Retype each record below word for word. Leave the pictures out.

Entries provided:
/---

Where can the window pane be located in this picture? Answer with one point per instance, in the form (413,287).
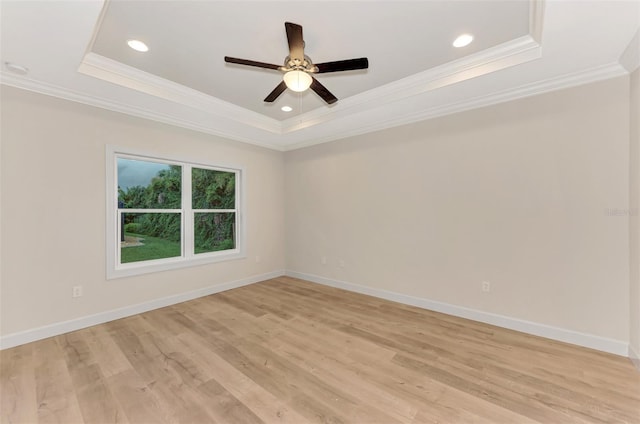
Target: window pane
(148,185)
(213,189)
(214,231)
(149,236)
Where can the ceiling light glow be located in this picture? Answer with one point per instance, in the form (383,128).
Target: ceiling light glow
(138,45)
(297,80)
(463,40)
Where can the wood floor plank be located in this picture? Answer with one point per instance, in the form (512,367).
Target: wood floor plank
(18,386)
(289,351)
(54,384)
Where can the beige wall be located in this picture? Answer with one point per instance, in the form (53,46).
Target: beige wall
(525,195)
(634,218)
(53,209)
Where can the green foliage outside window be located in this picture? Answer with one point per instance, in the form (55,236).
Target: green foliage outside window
(213,231)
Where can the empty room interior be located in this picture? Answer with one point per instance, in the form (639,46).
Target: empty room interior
(320,211)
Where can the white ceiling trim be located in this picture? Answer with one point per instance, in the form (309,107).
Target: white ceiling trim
(508,54)
(115,72)
(599,73)
(505,55)
(52,90)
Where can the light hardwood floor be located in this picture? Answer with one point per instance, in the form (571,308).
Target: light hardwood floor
(290,351)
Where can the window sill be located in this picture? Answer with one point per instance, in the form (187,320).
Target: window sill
(147,267)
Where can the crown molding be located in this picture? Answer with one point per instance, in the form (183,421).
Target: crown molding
(116,72)
(630,58)
(511,53)
(52,90)
(599,73)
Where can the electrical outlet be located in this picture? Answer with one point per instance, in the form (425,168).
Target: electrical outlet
(77,291)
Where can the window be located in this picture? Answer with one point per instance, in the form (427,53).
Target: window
(164,214)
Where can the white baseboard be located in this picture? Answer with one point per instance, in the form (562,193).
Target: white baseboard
(616,347)
(635,357)
(22,337)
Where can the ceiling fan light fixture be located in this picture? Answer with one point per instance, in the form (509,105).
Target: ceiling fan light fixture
(297,80)
(463,40)
(138,46)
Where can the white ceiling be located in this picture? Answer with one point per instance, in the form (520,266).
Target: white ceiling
(77,50)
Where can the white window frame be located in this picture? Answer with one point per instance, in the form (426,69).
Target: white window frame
(188,257)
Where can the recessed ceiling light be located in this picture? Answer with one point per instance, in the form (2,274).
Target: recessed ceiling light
(138,45)
(463,40)
(16,69)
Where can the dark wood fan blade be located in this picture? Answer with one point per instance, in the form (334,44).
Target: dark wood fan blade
(296,42)
(322,91)
(276,92)
(250,63)
(343,65)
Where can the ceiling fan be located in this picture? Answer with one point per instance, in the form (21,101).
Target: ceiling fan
(299,69)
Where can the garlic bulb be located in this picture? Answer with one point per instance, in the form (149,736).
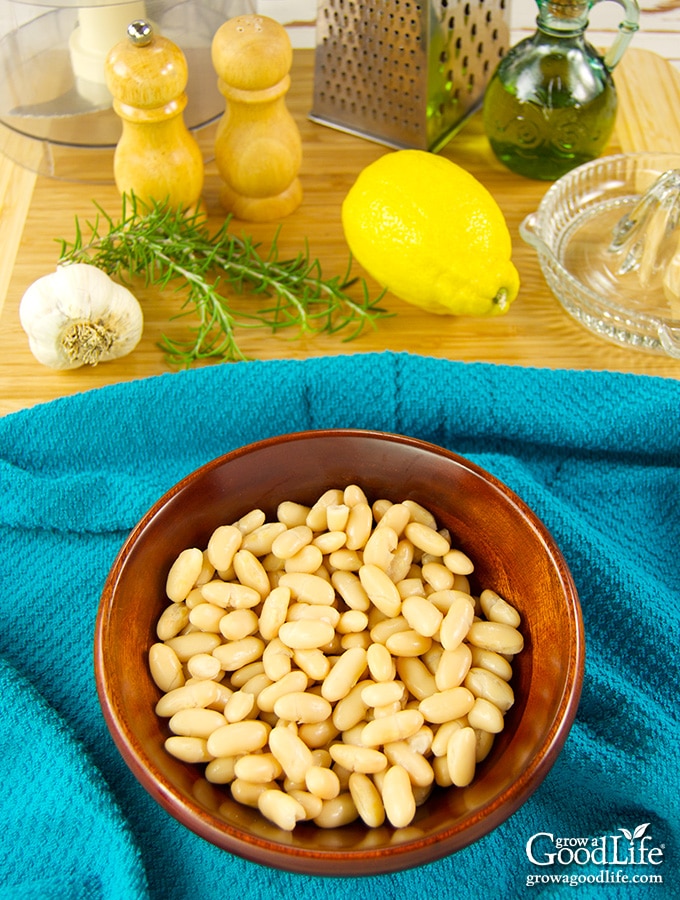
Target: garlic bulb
(79,316)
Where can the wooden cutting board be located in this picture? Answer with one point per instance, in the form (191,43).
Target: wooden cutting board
(536,331)
(649,103)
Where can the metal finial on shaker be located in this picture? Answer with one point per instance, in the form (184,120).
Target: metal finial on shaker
(156,158)
(258,150)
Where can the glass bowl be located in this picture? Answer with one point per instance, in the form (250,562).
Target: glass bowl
(589,272)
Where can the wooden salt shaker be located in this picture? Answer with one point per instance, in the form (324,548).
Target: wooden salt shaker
(157,157)
(258,150)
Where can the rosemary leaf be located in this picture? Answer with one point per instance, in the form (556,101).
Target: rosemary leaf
(167,249)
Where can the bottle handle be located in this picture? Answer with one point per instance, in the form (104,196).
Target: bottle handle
(627,28)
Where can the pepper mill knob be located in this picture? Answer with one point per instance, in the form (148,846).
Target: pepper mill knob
(258,150)
(156,157)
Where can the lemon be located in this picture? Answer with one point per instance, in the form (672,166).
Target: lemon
(432,234)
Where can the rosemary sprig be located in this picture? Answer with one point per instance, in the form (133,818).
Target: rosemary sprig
(166,247)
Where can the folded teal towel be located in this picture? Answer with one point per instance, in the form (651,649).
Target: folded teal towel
(595,454)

\---

Correct output:
Where can the window pane be located in this picture? Answer with one point per instance, in the form (413,287).
Target: window pane
(148,185)
(213,189)
(214,231)
(149,236)
Where can the ceiling light glow be located in this picture? Answer with one point per instance, in the form (383,128).
Target: ceiling light glow
(138,45)
(297,80)
(463,40)
Where can the wood floor plank be located in this picture? Answer with one point per instance, in the form (512,367).
Target: wood floor plank
(18,386)
(289,351)
(54,384)
Where can the beige wall be located in this picture? Answer with one point per instance, in the form (53,46).
Target: beige wall
(525,195)
(634,218)
(53,209)
Where can the green foliage outside window be located in this picture? Answer with one point per instance, in the form (55,236).
Target: green foliage outside window
(213,231)
Where can the empty room interior be located in this picture? Answer with one point per instance, in the form (639,46).
Target: empty room interior
(320,211)
Where can the white ceiling trim be located in this picture? Answer with one point per instance, in the form (309,107).
Target: white ceiling trim
(508,54)
(115,72)
(599,73)
(505,55)
(52,90)
Where can the light hardwood floor be located in this picture? Answer with one point per instance, in the form (571,308).
Target: light hardwood floor
(290,351)
Where can the window sill be located in this picture? Answer with one point per instance, in the form (187,320).
Target: window sill
(147,267)
Where can the crown molding be located in this picture? Answer with one point per instance, in the form (183,421).
Target: crown molding
(116,72)
(630,58)
(511,53)
(52,90)
(599,73)
Where can the electrical outlet be located in this picture? Answer with one point per instance, in the form (425,168).
Target: electrical outlet
(77,291)
Where can the window be located in this picture? Answer with one point per instance, in the form (427,53).
Target: window
(164,214)
Where can the white baseboard be located in this picture? Answer with one point per instance, in the form (562,193).
Target: white baseboard
(616,347)
(635,357)
(22,337)
Where can the ceiling fan light fixture be located in this picture? Answer with one point per instance, in the form (509,105).
Target: ceiling fan light fixture
(297,80)
(463,40)
(138,46)
Where can the white ceiling be located in this picture? Answer with one point per instance, in the form (520,266).
Target: white ceiling
(77,50)
Where can the white window frame be located in this picture? Answer with one point per instance, in the form (426,69).
Target: white window frame
(188,257)
Where can the recessed ceiling light be located in this picture? Answer with one point per instance, in the form (2,274).
Target: recessed ceiling light
(138,45)
(463,40)
(16,69)
Where can the dark wood fan blade be located in this picture? Answer with one point per instance, in the form (334,44).
Target: dark wood fan blade
(296,42)
(322,91)
(276,92)
(250,63)
(343,65)
Where can the ceiling fan be located in this picture? Answer with one point per instance, in the form (21,101).
Target: ceiling fan
(299,69)
Where can the garlic bulb be located in this picture? Answer with one point per instance, in the form (149,736).
Target: garlic bulb
(79,316)
Where can the wooden cutting board be located in this picture? Answer with one point per instance, in the form (191,43).
Target: wooden cutting board
(536,331)
(649,103)
Where can the metal finial on shaker be located in this picture? Answer with one point per instance, in the form (184,120).
Target: metal finial on shaker
(156,158)
(258,150)
Where can the glass bowl be located in this picture? Answer with one point per instance, in the form (250,562).
Target: glass bowl
(589,272)
Where can the wooden salt shaker be located in this picture? Answer with one point per instance, in the form (324,548).
Target: wooden salt shaker
(157,157)
(258,150)
Where can the rosemary leaf be located in this picture? Answer with one point per instance, in the form (556,101).
Target: rosemary leaf
(167,249)
Where can the bottle handle be located in this picture? Answer with one point per instance, in the form (104,196).
Target: bottle handle
(627,28)
Where can the pepper mill knob be located in this picture? Answer with one point per instance, in the form (148,846).
Target: pepper mill knob
(258,150)
(156,157)
Where can the lemon be located in this picture? Answer with one point per instance, in the form (672,166).
Target: lemon
(432,234)
Where can the rosemary sprig be located in this picture? Answer with one point per instance, in the form (133,818).
Target: rosemary sprig
(166,247)
Where can the folded teal towel be located in this picture? Answer with one point per instance, in the form (651,649).
Target: folded teal towel
(595,454)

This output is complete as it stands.